Material for this task: Begin
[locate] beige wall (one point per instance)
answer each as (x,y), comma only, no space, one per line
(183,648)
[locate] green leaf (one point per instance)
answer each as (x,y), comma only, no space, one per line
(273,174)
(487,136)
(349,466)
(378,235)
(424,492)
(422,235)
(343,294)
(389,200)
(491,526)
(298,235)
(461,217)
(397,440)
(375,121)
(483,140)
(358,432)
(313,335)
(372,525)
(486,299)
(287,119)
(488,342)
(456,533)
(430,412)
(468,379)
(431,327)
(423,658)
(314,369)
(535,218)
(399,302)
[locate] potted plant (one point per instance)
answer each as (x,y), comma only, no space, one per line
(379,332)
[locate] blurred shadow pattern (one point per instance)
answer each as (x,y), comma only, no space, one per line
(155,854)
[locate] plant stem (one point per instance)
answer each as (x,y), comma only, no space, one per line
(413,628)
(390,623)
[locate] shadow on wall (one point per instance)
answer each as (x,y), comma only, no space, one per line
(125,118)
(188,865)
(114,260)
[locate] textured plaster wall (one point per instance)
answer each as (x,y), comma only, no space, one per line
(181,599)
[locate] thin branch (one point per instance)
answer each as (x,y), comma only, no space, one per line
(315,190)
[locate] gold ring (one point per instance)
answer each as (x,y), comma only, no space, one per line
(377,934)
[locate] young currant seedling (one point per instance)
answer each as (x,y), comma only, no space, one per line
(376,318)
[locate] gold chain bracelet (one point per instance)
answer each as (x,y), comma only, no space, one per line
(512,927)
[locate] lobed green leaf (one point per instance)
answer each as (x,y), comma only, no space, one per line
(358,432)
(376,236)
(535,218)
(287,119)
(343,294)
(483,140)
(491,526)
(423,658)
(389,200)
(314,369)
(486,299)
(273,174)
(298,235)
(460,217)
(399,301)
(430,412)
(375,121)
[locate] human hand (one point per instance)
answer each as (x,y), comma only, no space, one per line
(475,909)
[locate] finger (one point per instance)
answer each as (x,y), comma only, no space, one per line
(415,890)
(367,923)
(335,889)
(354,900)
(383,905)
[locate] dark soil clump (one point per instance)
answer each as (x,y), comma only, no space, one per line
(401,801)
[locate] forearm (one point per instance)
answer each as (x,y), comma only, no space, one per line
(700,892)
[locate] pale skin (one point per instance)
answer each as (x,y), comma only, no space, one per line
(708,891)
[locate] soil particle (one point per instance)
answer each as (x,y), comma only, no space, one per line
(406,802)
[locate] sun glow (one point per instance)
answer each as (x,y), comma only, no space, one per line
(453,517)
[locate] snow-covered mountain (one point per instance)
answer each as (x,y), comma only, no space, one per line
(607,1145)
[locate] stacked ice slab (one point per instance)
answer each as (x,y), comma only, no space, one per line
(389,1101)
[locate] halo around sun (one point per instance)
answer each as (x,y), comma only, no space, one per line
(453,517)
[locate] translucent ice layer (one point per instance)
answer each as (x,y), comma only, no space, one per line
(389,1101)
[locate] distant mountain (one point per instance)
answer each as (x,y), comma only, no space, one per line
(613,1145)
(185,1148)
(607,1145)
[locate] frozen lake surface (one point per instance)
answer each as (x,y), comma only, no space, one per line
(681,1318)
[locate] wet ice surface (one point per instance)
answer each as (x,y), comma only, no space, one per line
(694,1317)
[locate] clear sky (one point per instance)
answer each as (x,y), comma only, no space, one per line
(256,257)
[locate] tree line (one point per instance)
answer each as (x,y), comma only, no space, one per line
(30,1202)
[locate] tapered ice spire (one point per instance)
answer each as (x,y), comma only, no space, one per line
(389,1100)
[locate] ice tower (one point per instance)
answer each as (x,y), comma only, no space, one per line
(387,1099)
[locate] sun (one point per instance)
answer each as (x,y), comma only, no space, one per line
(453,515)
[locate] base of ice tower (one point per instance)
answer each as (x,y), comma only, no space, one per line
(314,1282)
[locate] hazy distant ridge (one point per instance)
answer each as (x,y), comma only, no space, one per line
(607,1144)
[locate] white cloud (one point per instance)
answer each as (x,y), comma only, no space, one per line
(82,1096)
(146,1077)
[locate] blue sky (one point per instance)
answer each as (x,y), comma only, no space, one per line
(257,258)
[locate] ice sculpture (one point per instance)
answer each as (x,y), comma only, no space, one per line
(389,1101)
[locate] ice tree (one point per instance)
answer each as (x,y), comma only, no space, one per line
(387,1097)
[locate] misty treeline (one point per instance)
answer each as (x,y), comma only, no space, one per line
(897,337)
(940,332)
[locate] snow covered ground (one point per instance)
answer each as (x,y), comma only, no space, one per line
Material for this task: End
● What is required:
Working from the entries above, find every line in which the word "surface" occurs and copy it.

● Reply to the task:
[locate] frozen lake surface (one point per instance)
[locate] wet ice surface (one point per instance)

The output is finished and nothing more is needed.